_About this exercise_. Without leaving out a single line, copy the records exactly.

[Provided entries Boundary: Start]

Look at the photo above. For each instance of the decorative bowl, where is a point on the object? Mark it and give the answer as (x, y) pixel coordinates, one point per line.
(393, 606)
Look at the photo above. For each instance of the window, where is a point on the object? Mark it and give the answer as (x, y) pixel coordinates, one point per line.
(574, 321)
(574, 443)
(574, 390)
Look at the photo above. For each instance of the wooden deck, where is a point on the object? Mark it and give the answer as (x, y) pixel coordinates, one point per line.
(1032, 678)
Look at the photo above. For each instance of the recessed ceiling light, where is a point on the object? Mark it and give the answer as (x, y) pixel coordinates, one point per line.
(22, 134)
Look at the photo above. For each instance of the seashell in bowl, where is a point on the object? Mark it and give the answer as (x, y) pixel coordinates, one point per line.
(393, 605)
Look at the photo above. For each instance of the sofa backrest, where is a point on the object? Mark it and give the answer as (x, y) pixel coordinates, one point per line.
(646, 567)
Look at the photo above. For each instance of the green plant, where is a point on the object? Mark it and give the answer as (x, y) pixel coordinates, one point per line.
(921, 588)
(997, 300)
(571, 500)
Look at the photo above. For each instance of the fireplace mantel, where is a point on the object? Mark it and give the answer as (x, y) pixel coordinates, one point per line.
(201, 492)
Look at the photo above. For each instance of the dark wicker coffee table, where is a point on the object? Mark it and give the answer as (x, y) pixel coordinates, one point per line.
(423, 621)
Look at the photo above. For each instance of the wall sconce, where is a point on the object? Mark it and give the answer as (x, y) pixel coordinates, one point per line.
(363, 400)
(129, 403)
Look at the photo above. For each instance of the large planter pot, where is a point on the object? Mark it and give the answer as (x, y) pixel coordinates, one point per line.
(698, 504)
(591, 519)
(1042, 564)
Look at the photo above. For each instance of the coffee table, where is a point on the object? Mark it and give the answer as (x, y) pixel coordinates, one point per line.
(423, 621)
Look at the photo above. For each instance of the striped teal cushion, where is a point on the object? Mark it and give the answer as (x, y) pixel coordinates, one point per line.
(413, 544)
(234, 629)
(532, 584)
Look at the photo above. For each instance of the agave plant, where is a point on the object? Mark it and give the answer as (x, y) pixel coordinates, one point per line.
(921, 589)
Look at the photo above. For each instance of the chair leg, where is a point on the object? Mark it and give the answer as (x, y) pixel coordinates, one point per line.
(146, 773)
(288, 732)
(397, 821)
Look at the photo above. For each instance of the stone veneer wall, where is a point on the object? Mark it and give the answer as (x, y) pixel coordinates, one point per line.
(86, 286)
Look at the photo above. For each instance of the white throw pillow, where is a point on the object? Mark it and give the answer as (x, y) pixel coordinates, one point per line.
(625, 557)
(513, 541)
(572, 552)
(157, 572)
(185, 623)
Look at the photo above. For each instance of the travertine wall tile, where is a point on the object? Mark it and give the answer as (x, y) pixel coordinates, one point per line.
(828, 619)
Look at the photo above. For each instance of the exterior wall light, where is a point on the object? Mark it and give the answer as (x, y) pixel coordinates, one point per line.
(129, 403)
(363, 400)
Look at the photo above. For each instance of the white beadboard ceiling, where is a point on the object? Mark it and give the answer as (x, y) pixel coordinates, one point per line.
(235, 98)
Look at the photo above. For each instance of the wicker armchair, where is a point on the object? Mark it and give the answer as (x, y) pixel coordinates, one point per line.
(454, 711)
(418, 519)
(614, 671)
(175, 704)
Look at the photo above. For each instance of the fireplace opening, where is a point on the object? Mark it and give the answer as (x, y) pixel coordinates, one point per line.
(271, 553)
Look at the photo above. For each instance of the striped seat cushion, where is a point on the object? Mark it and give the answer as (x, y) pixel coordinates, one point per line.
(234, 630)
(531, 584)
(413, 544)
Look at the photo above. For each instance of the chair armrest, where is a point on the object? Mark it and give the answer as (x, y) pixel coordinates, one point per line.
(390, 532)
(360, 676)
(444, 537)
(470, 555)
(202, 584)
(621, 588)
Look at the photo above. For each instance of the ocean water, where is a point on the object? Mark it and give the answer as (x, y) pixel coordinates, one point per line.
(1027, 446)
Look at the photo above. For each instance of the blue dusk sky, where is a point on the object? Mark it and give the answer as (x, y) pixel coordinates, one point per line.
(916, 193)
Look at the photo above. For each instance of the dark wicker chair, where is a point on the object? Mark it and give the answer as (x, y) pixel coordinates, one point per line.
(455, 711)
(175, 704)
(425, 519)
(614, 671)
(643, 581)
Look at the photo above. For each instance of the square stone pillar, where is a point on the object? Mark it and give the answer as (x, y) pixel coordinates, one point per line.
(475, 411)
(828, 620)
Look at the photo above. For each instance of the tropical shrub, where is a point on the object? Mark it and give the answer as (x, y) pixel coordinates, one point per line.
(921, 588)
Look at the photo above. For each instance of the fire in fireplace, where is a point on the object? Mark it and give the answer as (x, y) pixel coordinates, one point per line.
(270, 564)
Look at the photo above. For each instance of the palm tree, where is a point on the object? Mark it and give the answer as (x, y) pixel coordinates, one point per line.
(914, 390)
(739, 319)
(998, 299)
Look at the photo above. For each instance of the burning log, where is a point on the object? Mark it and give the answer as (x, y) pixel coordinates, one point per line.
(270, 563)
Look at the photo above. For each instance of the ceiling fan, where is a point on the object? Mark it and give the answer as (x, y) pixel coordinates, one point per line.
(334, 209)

[Provided entries Boundary: End]

_Result_.
Look at the photo above. For each instance of the decorative bowl, where is a point on the object? Mark it and give the answer as (x, y) pixel coordinates, one point per line.
(393, 606)
Look at the photo above. For each instance of the window, where is a point on the object? Mark it and give the answer as (x, y) pixel coordinates, one point per line.
(574, 321)
(574, 443)
(574, 390)
Look at the photo above. For each instance of the wooden deck, where is a point on the object? Mark it and give the answer as (x, y) pixel coordinates, one point per line.
(1032, 678)
Look at the photo above. For each instance of the recessed ceiling light, where is a point on the object? Mark it and give the answer as (x, y) pixel coordinates, one point per line.
(22, 134)
Look at the photo above. For each instance of the seashell in bowl, where is a point on the object? Mark it and give the answer as (x, y) pixel coordinates, one point per line.
(393, 605)
Look at the photo above. For each instance of the sofa backrest, where is a point on the object? Mark it and give the answer as (x, y) pixel coordinates, one point per line.
(646, 567)
Look at the photo above. For each instance of the green plant, where is a point on the object? Mark it and give the answer as (x, y) pixel coordinates, one point per line.
(921, 588)
(997, 300)
(571, 500)
Look at the photo above. For each instance of the fireplace mantel, where is a point on the object? Mark it and give the answer as (x, y) pixel coordinates, one point per line.
(201, 492)
Look at the photo above. For each instance of the dark wicker coffee table, where is a point on the object? Mark it and give the answer as (x, y) pixel coordinates, one point per line.
(423, 621)
Look at the photo above. For each instance of the wall sconce, where is a point on the object? Mark it and give the answer as (x, y) pixel coordinates, one point per line.
(363, 400)
(129, 403)
Look at the photo above. For each instance of the large planter pot, where is a point on the object? Mark it and give the answer as (x, y) pixel coordinates, one point per line.
(698, 504)
(591, 519)
(1042, 564)
Look at the photo above. For each instance of the coffee table, where is a point on the object? Mark it and give the answer as (x, y) pixel coordinates, one point per line.
(423, 621)
Look at the photo above. For each instance of the striped teal cushion, where is a point on the object? Mark it and give the answer as (x, y) pixel coordinates, one point per line.
(413, 544)
(234, 629)
(532, 584)
Look at the photo above. For each instance of the agave plant, where is a point on the object? Mark it and give the answer as (x, y) pixel coordinates, one point per line.
(921, 589)
Look at the photo above. For each instance of the chair leg, where is a point on the object? Mark it and give the answer as (x, y) pixel coordinates, one point per line.
(146, 773)
(288, 732)
(397, 821)
Look at the photo above. For each instance of the stone veneer wall, where is a point on the object? Mark it and give the answer as (x, y) pixel coordinates, one point per line.
(86, 286)
Look at the photo above. For each instance of the white throw pillow, where is a point on the object? Mark it and give the answer as (x, y) pixel coordinates, one point per line.
(625, 557)
(513, 541)
(572, 552)
(157, 572)
(185, 623)
Look at the photo above. For each instance of the travertine wall tile, where is a point on the object? Mark it and give the answer as (x, y) pixel coordinates, one point per line.
(828, 619)
Look at the photo above. For each instance of the exterior wall light, where is a point on the object? Mark it and give the answer as (x, y) pixel coordinates, one point per line.
(129, 403)
(363, 400)
Look at the photo above. For each instance of the white beadboard ceiling, where is a point on the object? Mark it and give the answer as (x, y) pixel coordinates, one point per line.
(235, 98)
Look at the photo above. For each instance of the wicker armchair, where is a point on the object? Mark it and give the answer as (x, y) pixel coordinates, one point per line.
(454, 711)
(418, 519)
(614, 671)
(175, 704)
Look at the photo above. For each instance of the fireplace opening, where is a point on the object? Mark it and give the answer as (x, y) pixel coordinates, one point per line.
(271, 553)
Look at the photo above. For each instance of the striped seat cushion, where is a point on the object? Mark it and give the answer as (x, y) pixel coordinates, one point per line.
(234, 630)
(531, 584)
(413, 544)
Look at the photo above. For each instance of the chair armrest, where is a point on the object? Mark it and give the answer as (x, y) pixel coordinates, one point per line.
(390, 532)
(360, 676)
(444, 537)
(470, 555)
(202, 584)
(621, 588)
Look at the photo above. For each instance of the ocean water, where is a point on the object? Mark it and give the answer as (x, y) pixel coordinates, one point per line.
(1027, 446)
Look at the photo above. For each instance of the blue dusk sky, where is a point on the object? Mark it and give the answer as (x, y) pixel coordinates, one point per line.
(916, 193)
Look at the photo above. For each instance of the dark wicker chair, where is a point on the object? Mark it and give the answer as (x, y) pixel coordinates, one point per line.
(455, 711)
(175, 704)
(425, 519)
(614, 671)
(643, 581)
Look at the photo above. For each instance of the square stone pillar, where is a point on the object? Mark it and give the answer as (x, y) pixel coordinates, one point per line.
(475, 411)
(828, 620)
Look at the photo above. For each instance of the tropical shrub, where is a point on the object? Mark it and give the answer as (x, y) pixel coordinates, one point per line.
(921, 588)
Look at the photo above. For each instance of the fire in fireplace, where is a point on the object? Mark it and give the answer as (x, y) pixel coordinates, one point per line.
(270, 564)
Look at the photo above. For each instance of the palm tree, where is a point on the object? Mark it and give the answer as (x, y) pixel coordinates, one point per line.
(914, 390)
(739, 319)
(998, 299)
Look at the photo above. For each instance of the burning log, where is a point on the object? Mark it and give the answer as (x, y) pixel coordinates, one point per line.
(270, 563)
Look at the photo above. For each instance of the ceiling fan, where is a point on the object? Mark it and give the answer as (x, y) pixel coordinates, one point per line.
(334, 209)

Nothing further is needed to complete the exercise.